(WORK INSTRUCTIONS): Reproduce every line of the data below verbatim, keeping all wording, numbers and line order unchanged.

(Data listing)

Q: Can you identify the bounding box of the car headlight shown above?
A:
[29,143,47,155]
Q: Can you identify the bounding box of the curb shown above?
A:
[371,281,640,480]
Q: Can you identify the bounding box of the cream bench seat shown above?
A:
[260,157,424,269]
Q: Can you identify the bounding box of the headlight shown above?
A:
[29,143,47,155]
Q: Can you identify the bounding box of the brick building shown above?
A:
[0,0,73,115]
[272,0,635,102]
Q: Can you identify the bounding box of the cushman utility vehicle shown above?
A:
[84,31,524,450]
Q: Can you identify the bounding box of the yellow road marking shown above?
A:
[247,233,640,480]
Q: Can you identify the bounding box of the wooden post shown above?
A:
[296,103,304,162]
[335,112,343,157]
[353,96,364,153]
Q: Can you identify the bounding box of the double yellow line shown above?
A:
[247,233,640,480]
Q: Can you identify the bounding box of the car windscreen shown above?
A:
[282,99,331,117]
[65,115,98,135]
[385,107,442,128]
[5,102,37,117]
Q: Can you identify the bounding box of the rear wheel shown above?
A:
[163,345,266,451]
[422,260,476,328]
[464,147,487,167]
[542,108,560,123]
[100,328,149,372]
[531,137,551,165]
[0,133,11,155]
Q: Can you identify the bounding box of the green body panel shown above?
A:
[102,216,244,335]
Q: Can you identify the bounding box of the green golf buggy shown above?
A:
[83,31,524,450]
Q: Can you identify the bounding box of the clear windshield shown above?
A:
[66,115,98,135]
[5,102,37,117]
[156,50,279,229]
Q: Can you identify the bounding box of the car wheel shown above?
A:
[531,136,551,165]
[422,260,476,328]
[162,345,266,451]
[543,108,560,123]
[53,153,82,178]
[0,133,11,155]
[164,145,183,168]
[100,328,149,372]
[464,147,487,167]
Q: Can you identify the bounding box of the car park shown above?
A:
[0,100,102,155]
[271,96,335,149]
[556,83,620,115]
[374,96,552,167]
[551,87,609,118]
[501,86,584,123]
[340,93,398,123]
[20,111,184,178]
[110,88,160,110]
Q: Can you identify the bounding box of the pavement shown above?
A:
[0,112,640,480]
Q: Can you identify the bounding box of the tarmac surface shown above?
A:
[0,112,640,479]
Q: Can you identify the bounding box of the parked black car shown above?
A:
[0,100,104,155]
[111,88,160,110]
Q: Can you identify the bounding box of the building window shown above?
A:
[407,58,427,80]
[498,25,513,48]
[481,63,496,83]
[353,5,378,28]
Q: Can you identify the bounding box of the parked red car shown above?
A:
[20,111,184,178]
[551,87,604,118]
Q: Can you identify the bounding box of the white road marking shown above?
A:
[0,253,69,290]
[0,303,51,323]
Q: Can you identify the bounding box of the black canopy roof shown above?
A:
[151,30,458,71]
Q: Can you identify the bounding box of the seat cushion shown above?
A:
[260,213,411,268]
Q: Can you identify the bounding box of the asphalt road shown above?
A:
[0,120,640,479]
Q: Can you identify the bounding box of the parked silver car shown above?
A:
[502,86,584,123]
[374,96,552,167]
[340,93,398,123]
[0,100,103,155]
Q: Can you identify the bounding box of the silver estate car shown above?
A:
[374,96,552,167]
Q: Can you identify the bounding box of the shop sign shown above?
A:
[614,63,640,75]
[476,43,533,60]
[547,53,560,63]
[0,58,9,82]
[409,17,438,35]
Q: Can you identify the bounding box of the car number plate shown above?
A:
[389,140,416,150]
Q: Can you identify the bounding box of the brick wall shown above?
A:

(IN RESPONSE):
Q: Can you identify the bounding box of the car headlight shown above?
A:
[29,143,47,155]
Q: Can you identify the bounding box of the curb shown above?
A:
[371,281,640,480]
Q: Can you identify the bounding box of the cream bench seat shown above?
A:
[260,157,424,269]
Q: Can you identify the bounding box of the headlight shown above?
A:
[29,143,47,155]
Q: Can you identify the bounding box of the brick building shown above?
A:
[0,0,73,115]
[272,0,635,102]
Q: Can you identify the bounding box of the cushman utility vehicle shown above?
A:
[84,31,524,450]
Q: Can you identify the bounding box of the yellow road marking shown above?
A:
[247,233,640,480]
Q: Can you identify the bounding box of the wooden post shown above?
A:
[296,103,304,162]
[335,112,343,157]
[353,96,364,153]
Q: Can you identify the bounding box of the double yellow line shown above?
A:
[247,233,640,480]
Q: Can you identify the bounding box of the car windscreen shown above?
A:
[282,99,331,117]
[65,115,98,135]
[385,107,442,128]
[5,102,37,117]
Q: Can you identify the bounding box of the rear wheel shown above?
A:
[163,345,266,451]
[422,260,476,328]
[464,147,487,167]
[542,108,560,123]
[100,328,149,372]
[531,137,551,165]
[0,133,11,155]
Q: Can you identify the bounding box of the green body panel shown above?
A:
[102,216,244,335]
Q: Can you identify the bounding box of the green golf buggy shown above?
A:
[83,31,524,450]
Q: Can you identify the bounding box of the clear windshield shown above?
A:
[66,115,98,135]
[5,102,37,117]
[156,50,279,229]
Q: Can you identify the bounding box of the car wheel shown above?
A:
[531,136,551,165]
[422,260,476,328]
[162,345,266,451]
[543,108,560,123]
[53,153,82,178]
[0,133,11,155]
[164,145,183,168]
[100,328,149,372]
[464,147,487,167]
Q: Can you identify the bounding box of the car park shown above?
A:
[0,100,102,155]
[271,96,335,149]
[556,83,620,115]
[374,96,552,167]
[551,87,609,118]
[501,86,584,123]
[340,93,398,123]
[20,111,184,178]
[110,88,160,110]
Q: Can you identify the bounding box of the pavement shown above?
A:
[0,112,640,480]
Q: Can you identify the bounding box of the tarmac surface shown above?
A:
[0,112,640,479]
Q: Can you identify the bounding box of the parked black car shown above?
A:
[0,100,104,155]
[111,88,160,110]
Q: Can you identify the bounding box of the building window shown above?
A:
[407,58,427,80]
[498,25,513,48]
[481,63,496,83]
[353,5,378,28]
Q: Can you identify the bounding box of the parked red car shown above?
A:
[20,111,184,178]
[551,87,604,118]
Q: Can you identify the bounding box of the white road marking shown above?
A:
[0,253,69,290]
[0,303,51,323]
Q: Can you identify the bounding box of the black canopy roof shown above?
A:
[151,30,458,71]
Q: Can you identify the bounding box of the seat cushion shown above?
A:
[260,213,411,268]
Q: Can you identify the bounding box of the asphalt road shown above?
A:
[0,120,640,479]
Q: Can you identify the bounding box of the parked silver car shown above?
A:
[502,86,584,123]
[374,96,552,167]
[340,93,398,123]
[0,100,103,155]
Q: Can you identify the bounding box of the silver estate car shown above?
A:
[374,96,552,167]
Q: Can you identify the bounding box of the shop sign shown above?
A:
[614,63,640,75]
[476,43,533,60]
[547,53,560,63]
[0,58,9,82]
[409,17,438,35]
Q: Can you identify the bounding box of the car number plate shown above?
A:
[389,140,416,150]
Q: Can you identify the bounding box of the brick wall shown above?
A:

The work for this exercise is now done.